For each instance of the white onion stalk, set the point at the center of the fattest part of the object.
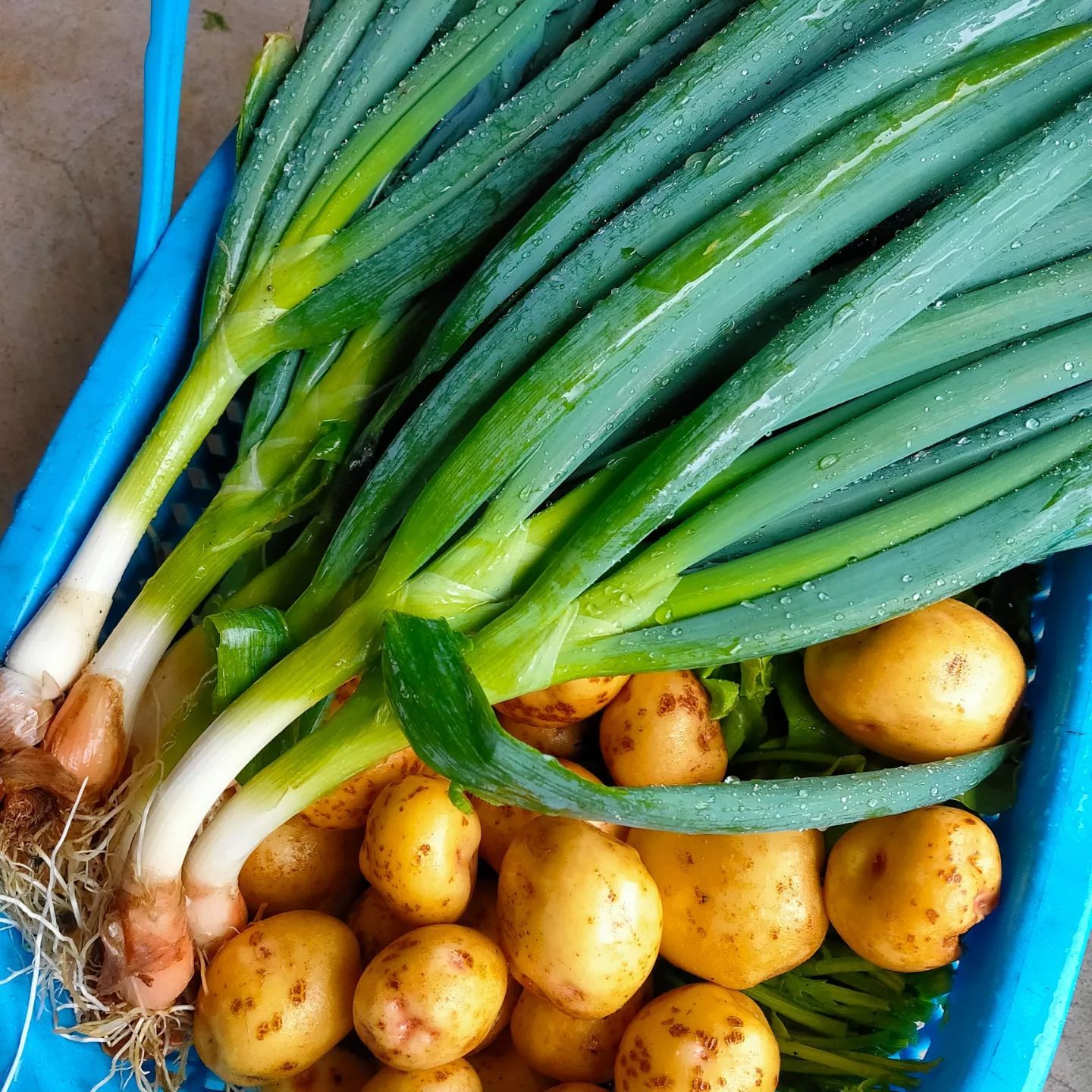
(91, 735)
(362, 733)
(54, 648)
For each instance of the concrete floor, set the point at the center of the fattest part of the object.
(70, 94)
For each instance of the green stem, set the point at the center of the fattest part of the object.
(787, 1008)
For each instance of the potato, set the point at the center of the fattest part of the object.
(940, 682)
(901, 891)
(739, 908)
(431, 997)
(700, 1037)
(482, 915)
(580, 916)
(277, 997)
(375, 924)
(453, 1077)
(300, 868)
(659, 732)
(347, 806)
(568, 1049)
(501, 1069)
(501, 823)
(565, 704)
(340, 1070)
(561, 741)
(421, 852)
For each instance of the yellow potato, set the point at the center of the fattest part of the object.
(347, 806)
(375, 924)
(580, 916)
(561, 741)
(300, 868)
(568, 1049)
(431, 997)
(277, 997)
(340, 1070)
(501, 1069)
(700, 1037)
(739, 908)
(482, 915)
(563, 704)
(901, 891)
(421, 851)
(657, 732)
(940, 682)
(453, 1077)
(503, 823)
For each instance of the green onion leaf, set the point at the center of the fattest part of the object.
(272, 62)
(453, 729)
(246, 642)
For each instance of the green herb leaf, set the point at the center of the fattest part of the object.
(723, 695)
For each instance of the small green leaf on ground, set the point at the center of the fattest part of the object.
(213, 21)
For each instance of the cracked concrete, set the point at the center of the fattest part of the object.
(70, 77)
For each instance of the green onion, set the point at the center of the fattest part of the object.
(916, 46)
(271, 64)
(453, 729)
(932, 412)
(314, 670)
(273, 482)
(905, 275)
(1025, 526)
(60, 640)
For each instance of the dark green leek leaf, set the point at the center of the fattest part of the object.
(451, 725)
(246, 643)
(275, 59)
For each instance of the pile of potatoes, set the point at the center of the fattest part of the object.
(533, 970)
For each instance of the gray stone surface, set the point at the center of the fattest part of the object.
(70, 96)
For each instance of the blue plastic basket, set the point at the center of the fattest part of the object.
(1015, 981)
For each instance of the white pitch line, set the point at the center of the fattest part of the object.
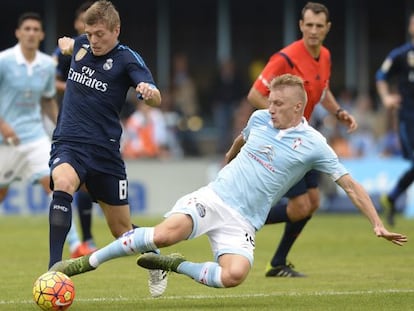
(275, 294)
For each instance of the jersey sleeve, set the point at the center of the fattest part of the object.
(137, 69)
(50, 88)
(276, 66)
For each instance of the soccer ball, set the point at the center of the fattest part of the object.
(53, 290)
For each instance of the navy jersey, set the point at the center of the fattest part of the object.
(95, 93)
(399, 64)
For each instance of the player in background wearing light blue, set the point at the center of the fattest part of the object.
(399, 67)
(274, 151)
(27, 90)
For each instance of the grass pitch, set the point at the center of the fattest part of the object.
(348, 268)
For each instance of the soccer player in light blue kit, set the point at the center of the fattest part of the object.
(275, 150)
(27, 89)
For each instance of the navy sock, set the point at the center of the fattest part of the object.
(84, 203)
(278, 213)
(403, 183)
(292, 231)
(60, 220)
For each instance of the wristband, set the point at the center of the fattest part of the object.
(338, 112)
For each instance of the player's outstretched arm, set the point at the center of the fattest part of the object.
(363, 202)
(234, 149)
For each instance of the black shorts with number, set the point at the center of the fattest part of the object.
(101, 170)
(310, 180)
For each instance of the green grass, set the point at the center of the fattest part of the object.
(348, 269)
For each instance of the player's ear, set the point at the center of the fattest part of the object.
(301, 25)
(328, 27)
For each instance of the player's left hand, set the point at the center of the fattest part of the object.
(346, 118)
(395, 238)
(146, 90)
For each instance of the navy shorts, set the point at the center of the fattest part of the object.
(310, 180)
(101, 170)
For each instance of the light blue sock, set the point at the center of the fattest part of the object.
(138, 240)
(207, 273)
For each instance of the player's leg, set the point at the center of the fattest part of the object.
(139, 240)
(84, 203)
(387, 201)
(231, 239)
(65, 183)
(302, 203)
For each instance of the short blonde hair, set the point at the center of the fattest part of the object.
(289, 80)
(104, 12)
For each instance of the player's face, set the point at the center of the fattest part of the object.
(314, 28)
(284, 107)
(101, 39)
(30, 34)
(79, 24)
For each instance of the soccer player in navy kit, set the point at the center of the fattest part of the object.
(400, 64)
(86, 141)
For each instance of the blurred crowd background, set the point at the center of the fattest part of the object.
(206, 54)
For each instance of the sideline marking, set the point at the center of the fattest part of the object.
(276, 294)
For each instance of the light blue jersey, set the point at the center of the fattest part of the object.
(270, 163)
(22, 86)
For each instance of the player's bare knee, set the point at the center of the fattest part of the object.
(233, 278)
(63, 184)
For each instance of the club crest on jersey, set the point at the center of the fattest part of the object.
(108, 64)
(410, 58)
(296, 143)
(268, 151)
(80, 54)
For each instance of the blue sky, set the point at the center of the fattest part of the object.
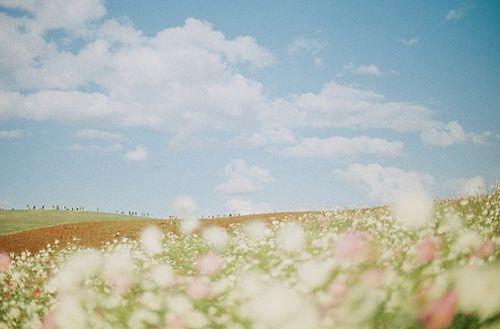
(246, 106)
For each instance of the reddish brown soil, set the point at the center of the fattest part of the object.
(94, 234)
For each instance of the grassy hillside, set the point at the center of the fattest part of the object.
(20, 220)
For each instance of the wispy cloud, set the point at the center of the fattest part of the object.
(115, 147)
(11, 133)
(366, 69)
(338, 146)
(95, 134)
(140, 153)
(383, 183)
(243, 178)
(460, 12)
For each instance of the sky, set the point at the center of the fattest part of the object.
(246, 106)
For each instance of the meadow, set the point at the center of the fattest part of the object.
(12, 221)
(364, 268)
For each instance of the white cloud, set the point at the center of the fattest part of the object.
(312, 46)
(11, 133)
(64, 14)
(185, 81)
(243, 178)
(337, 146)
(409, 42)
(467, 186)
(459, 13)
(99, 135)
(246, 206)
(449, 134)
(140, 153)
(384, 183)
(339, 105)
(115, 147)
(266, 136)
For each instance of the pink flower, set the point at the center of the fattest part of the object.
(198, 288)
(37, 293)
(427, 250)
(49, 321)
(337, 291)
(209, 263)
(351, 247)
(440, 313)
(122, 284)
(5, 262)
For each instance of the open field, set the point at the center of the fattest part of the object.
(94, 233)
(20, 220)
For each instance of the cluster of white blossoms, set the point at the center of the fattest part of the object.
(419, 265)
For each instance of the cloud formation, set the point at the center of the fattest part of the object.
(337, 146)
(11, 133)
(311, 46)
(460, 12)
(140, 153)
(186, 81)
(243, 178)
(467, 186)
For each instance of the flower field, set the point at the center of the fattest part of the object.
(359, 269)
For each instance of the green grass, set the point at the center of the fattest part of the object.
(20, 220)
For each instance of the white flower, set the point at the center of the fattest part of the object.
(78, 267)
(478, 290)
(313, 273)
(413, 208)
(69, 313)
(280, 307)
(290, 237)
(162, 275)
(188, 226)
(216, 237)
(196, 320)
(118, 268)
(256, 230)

• [Job]
Take the listing above and print it exactly, apart from the pictures.

• [Answer to the exercise]
For each instance of the white onion stalk, set the point at the center of the fattest part of the object.
(91, 735)
(362, 733)
(54, 648)
For each instance of the concrete floor, set the point at the center of the fattest part of the object.
(70, 94)
For each instance of the green stem, set the point at the center of the fattest part of the object.
(787, 1008)
For each instance of the potato, set the point at the center of the fattest part of the object.
(940, 682)
(901, 891)
(739, 908)
(431, 997)
(700, 1037)
(482, 915)
(580, 916)
(277, 997)
(375, 924)
(453, 1077)
(300, 868)
(659, 732)
(347, 806)
(568, 1049)
(501, 1069)
(501, 823)
(565, 704)
(340, 1070)
(561, 741)
(421, 852)
For each instance of the yellow potato, set the point at the center of the fattest part of the object.
(347, 806)
(375, 924)
(580, 916)
(561, 741)
(300, 868)
(568, 1049)
(431, 997)
(277, 997)
(340, 1070)
(501, 1069)
(700, 1037)
(739, 908)
(482, 915)
(563, 704)
(901, 891)
(421, 851)
(657, 732)
(940, 682)
(453, 1077)
(503, 823)
For each instance of the green onion leaf, set the point at the center of the fattest part of the object.
(272, 62)
(453, 729)
(246, 642)
For each instance of the green herb leaf, set the point at the center of the fattest part of the object.
(723, 695)
For each instance of the small green leaf on ground, set the point at the center of the fattest part of the object.
(213, 21)
For each instance of the cracked concrete, set the point at the center of the fattest part of the object.
(70, 77)
For each instance of the green onion, set the point at the center of the fattest part of the object.
(916, 46)
(271, 64)
(453, 729)
(932, 412)
(314, 670)
(273, 482)
(905, 275)
(1025, 526)
(60, 640)
For each instance of the dark green leek leaf, set the point at the center of the fattest part of the object.
(451, 725)
(246, 643)
(275, 59)
For each instance of the pile of potatoes, set the point at the center of the fattest part of the object.
(533, 970)
For each instance of the gray stone surface, set the point at the center of the fattest part of the object.
(70, 96)
For each instance of the blue plastic basket, set the point at the center of the fattest part of the object.
(1015, 981)
For each instance of the white pitch line, set the point at the center of the fattest part of the object.
(275, 294)
For each instance of the jersey sleeve, set the point at the center of the fattest part of the object.
(137, 69)
(50, 88)
(276, 66)
For each instance of the soccer ball, set the point at the center of the fattest part of the object.
(53, 290)
For each instance of the navy jersey, set the point at the center of the fattest part of the object.
(95, 93)
(399, 64)
For each instance of the player in background wearing light blue, set the point at the center of the fattest part of the object.
(399, 67)
(274, 151)
(27, 90)
For each instance of the grass pitch, set the point at the center of the fattest part of the object.
(348, 268)
For each instance of the soccer player in light blue kit, set the point at the center of the fattest part of the object.
(275, 150)
(27, 89)
For each instance of the navy sock, set the point at the center of the fattest part of the object.
(84, 203)
(278, 213)
(403, 183)
(292, 231)
(60, 220)
For each instance of the wristband, set the point at the center of the fattest part of the object.
(338, 112)
For each instance of the player's outstretched arm, set the point at the center of the fattest part of the object.
(363, 202)
(234, 149)
For each instance of the black shorts with number, set the point at the center of the fattest part of the object.
(101, 170)
(310, 180)
For each instance of the green grass, set the point at the center of the fattest part of the object.
(348, 269)
For each instance of the player's ear, set the point at the center of the fattest part of the object.
(301, 25)
(328, 27)
For each instance of the player's left hand, set the point at the center of the fattest part of the object.
(346, 118)
(395, 238)
(146, 90)
For each instance of the navy shorts, set the point at the center of the fattest part of the object.
(310, 180)
(101, 170)
For each instance of the light blue sock, set the point at the center of the fattest part of the object.
(138, 240)
(207, 273)
For each instance of the player's leg, set the point at the center of the fattest part of the object.
(139, 240)
(84, 203)
(387, 201)
(231, 239)
(65, 183)
(302, 203)
For each instance of the short blonde hair, set the point at the center of the fattest part of the object.
(289, 80)
(104, 12)
For each instance of the player's face, set the point at the center of the fattest part of the object.
(314, 28)
(284, 107)
(101, 39)
(30, 34)
(79, 24)
For each instance of the soccer player in navy kit, set the point at the center of the fattest part of the object.
(400, 64)
(86, 141)
For each instance of the blurred crowd background, set the point at the center of the fattest part of the object.
(206, 54)
For each instance of the sideline marking, set the point at the center of the fattest part of the object.
(276, 294)
For each instance of the light blue jersey, set the point at the center of the fattest part of the object.
(270, 163)
(22, 86)
For each instance of the player's bare knee, set the point at the center of the fattest part of the object.
(233, 278)
(63, 184)
For each instance of the club crest on jersey, set the point at the center of the fattest part of the object.
(108, 64)
(410, 58)
(296, 143)
(268, 151)
(80, 54)
For each instance of the blue sky, set the point at the center of the fattest part of the object.
(246, 106)
For each instance of the reddish brown soil, set the point at the center of the fattest part of the object.
(94, 234)
For each instance of the grassy hillside, set the point at the center of the fattest part of the object.
(20, 220)
For each instance of the wispy cloud, set the point at the center of the fattest part of the object.
(115, 147)
(11, 133)
(366, 69)
(338, 146)
(95, 134)
(140, 153)
(383, 183)
(243, 178)
(460, 12)
For each instance of the sky, set the point at the center of the fattest part of the object.
(246, 106)
For each instance of the meadow, set the point at the center of the fattest part of the object.
(12, 221)
(364, 268)
For each instance of the white cloud, set the point at the center of the fattest part of the object.
(312, 46)
(11, 133)
(64, 14)
(185, 81)
(243, 178)
(337, 146)
(409, 42)
(467, 186)
(459, 13)
(99, 135)
(246, 206)
(449, 134)
(140, 153)
(384, 183)
(339, 105)
(115, 147)
(266, 136)
For each instance of the pink flower, set the point at the center of the fattest part of the object.
(198, 288)
(37, 293)
(427, 250)
(49, 321)
(337, 291)
(209, 263)
(351, 247)
(440, 313)
(122, 284)
(5, 262)
For each instance of the open field, set the point at the center of the fattest part of the object.
(94, 233)
(20, 220)
For each instance of the cluster of white blossoms, set the point at the center of the fattest part of the object.
(419, 265)
For each instance of the cloud formation, set the point at the center of the fattest part of the object.
(337, 146)
(11, 133)
(311, 46)
(460, 12)
(140, 153)
(186, 81)
(243, 178)
(467, 186)
For each instance of the flower field, set the point at the center of the fattest part of the object.
(359, 269)
For each instance of the green grass, set the point at the center of the fattest part of the object.
(20, 220)
For each instance of the white flower, set the point at the center of the fattest part of the object.
(78, 267)
(478, 290)
(313, 273)
(413, 208)
(69, 313)
(280, 307)
(290, 237)
(162, 275)
(188, 226)
(216, 237)
(196, 320)
(118, 268)
(256, 230)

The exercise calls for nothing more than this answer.